Dataset extract:
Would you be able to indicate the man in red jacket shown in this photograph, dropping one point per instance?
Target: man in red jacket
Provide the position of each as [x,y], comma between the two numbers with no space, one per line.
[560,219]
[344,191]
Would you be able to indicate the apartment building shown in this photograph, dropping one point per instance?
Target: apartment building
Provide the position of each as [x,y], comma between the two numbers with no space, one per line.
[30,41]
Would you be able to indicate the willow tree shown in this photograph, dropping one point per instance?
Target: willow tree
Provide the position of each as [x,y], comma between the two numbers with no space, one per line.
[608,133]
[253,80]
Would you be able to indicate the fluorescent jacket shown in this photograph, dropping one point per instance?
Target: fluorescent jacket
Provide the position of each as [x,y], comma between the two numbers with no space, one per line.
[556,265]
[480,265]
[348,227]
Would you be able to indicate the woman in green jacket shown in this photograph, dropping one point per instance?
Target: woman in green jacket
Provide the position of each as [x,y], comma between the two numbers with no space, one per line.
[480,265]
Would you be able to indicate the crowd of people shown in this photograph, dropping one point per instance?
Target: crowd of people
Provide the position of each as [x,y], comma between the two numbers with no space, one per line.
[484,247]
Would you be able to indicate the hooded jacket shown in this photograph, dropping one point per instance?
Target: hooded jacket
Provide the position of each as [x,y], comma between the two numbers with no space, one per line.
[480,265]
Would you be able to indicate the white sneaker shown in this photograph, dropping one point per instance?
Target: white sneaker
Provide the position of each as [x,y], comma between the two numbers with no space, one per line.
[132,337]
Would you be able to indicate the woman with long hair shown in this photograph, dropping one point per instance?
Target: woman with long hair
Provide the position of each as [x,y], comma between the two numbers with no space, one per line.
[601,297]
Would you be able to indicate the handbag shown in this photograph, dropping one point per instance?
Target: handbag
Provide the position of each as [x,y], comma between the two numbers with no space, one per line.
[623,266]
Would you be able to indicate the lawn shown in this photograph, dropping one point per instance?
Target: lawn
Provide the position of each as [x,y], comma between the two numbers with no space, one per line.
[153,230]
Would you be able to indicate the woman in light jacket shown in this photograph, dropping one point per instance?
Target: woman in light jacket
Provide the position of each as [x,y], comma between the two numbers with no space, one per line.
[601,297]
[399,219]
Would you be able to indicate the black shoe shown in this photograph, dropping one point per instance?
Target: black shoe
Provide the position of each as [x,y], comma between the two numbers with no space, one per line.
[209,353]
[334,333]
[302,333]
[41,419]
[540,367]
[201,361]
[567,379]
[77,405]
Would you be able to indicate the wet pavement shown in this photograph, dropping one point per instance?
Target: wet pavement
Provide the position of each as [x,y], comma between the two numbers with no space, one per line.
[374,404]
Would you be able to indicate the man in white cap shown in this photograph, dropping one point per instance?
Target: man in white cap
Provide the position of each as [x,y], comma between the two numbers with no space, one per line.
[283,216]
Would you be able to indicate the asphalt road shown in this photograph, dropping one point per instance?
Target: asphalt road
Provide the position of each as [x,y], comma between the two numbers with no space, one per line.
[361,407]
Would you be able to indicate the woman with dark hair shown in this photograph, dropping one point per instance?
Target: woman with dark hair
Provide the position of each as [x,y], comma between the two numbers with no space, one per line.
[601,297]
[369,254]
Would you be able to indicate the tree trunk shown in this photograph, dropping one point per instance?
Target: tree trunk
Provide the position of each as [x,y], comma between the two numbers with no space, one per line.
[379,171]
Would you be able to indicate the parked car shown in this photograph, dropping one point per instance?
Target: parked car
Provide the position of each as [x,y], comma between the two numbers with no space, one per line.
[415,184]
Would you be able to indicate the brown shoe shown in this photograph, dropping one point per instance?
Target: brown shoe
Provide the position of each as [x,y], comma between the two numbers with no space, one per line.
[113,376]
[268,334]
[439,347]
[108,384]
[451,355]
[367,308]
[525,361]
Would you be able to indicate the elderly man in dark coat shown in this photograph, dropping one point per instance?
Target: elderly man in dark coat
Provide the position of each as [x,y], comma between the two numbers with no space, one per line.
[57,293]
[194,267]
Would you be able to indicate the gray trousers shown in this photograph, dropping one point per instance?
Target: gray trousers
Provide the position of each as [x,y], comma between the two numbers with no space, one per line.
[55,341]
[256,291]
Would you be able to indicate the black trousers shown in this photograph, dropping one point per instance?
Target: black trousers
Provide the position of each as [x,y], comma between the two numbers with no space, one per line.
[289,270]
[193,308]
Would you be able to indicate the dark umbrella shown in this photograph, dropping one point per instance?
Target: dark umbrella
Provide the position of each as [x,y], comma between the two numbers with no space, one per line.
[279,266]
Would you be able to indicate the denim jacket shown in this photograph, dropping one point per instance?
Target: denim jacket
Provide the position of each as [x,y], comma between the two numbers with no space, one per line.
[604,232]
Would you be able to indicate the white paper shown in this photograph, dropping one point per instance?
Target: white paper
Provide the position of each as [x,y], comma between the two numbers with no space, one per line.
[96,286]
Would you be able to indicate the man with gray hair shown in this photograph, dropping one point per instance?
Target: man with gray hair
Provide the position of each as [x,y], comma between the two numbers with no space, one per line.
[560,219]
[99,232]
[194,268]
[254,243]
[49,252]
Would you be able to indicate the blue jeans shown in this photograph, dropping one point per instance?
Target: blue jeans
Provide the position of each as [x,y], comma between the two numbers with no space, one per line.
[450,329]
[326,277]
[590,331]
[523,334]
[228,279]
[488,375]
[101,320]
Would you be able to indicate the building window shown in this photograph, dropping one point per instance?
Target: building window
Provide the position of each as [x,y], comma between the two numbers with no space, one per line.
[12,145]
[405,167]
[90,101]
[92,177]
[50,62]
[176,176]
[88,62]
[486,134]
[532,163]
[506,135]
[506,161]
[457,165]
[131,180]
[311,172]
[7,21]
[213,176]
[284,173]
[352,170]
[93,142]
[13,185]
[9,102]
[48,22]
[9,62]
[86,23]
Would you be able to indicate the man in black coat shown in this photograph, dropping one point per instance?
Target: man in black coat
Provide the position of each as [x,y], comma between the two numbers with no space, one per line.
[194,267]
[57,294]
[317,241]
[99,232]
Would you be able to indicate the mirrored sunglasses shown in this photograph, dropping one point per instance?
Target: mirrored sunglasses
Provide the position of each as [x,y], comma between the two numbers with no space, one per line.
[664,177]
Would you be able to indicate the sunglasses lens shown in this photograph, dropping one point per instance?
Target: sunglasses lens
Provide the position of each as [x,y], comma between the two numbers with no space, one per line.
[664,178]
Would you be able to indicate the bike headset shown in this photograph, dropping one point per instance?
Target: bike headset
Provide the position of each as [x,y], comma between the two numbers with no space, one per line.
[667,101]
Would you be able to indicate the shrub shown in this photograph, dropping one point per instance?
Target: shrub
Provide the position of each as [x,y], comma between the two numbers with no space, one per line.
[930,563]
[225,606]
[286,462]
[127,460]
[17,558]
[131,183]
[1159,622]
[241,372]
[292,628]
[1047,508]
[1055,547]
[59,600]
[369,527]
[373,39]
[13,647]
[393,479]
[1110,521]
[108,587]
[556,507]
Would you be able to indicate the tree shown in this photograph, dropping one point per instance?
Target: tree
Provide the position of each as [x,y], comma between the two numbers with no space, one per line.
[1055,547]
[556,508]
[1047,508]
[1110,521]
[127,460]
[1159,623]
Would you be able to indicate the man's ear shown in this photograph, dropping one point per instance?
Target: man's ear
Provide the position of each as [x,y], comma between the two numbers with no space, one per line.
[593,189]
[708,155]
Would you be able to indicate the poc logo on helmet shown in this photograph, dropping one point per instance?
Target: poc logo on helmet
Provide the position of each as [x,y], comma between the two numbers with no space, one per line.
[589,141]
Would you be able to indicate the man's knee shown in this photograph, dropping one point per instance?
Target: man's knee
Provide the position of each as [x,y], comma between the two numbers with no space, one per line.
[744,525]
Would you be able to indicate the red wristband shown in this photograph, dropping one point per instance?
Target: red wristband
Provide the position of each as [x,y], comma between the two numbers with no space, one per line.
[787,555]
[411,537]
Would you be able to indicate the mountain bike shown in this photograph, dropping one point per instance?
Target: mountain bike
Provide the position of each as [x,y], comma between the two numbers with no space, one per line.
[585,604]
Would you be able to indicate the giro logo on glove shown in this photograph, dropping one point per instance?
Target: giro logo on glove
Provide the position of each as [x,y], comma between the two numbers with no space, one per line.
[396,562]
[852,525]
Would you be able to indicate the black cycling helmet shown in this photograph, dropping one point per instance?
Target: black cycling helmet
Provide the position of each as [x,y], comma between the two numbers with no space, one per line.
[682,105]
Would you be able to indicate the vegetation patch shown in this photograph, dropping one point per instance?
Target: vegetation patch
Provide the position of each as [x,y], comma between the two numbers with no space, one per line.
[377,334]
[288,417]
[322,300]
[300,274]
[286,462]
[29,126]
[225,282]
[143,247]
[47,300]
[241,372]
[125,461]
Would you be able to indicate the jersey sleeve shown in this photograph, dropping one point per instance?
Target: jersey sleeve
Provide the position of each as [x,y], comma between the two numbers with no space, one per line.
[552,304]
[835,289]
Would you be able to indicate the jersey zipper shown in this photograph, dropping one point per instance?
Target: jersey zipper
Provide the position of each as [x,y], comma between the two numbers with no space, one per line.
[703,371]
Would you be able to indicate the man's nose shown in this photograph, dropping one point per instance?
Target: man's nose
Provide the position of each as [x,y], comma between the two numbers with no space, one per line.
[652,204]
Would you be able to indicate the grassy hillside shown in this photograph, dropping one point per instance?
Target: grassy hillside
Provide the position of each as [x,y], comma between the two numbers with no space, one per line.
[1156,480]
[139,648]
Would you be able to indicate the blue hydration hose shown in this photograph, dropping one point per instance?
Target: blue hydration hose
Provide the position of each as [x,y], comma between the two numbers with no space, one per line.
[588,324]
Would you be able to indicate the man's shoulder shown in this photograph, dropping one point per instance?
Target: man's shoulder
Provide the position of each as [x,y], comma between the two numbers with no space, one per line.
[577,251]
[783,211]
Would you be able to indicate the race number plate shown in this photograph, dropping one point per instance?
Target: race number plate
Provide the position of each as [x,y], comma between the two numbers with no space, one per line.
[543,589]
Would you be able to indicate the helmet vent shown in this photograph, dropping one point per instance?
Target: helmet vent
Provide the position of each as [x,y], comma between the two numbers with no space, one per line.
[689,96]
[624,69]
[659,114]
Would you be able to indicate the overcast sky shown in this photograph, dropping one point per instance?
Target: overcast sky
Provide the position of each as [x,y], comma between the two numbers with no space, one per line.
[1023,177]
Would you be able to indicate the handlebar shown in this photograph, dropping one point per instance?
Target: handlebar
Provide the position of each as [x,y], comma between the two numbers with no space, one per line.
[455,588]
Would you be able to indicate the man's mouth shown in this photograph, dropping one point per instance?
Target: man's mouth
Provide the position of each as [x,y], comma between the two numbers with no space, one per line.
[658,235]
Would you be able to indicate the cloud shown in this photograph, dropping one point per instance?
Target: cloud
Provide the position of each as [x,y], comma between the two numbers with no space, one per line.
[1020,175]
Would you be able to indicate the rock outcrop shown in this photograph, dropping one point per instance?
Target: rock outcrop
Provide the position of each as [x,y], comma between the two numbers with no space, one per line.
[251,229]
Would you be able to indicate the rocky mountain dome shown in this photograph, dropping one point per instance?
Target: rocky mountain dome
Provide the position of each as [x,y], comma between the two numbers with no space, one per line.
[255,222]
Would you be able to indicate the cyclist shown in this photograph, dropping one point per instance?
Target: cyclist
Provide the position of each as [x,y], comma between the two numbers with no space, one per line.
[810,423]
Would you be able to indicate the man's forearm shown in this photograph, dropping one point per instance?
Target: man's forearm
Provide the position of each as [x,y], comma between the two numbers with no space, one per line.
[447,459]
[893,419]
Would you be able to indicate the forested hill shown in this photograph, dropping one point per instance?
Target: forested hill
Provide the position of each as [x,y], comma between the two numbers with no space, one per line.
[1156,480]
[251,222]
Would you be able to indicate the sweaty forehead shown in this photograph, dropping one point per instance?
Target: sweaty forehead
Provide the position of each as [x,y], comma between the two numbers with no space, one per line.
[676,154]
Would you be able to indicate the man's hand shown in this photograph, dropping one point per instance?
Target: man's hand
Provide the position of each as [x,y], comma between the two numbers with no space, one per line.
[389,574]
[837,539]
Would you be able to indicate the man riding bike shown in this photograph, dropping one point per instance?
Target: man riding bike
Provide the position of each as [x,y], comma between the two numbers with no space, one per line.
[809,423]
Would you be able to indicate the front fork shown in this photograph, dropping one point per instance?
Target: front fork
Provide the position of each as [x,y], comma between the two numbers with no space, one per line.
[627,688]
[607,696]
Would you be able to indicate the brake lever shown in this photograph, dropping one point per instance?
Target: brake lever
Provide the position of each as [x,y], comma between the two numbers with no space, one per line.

Directions:
Write out exactly the lines of the entries above that run from the line containing "Would you be able to indicate the man riding" through the last line, including both.

Reply:
Would you be able to indicate the man riding bike shown in this photograph, dropping one point per instance?
Target: man riding bike
Provide the position of each as [x,y], comma between the two numbers with no space, one per line.
[809,423]
Would you be able to indicate the front fork shown in this photograph, dropping one point per instance?
Target: front fork
Provide the position of each as [x,y], comma between the two numbers with no space, one per line.
[627,688]
[607,696]
Would you be able to indicate the brake lever shown in this photograph, dropping one point per instance?
Target: brake lever
Provide the position of each as [x,y], comma between the two numbers with no space, one per line.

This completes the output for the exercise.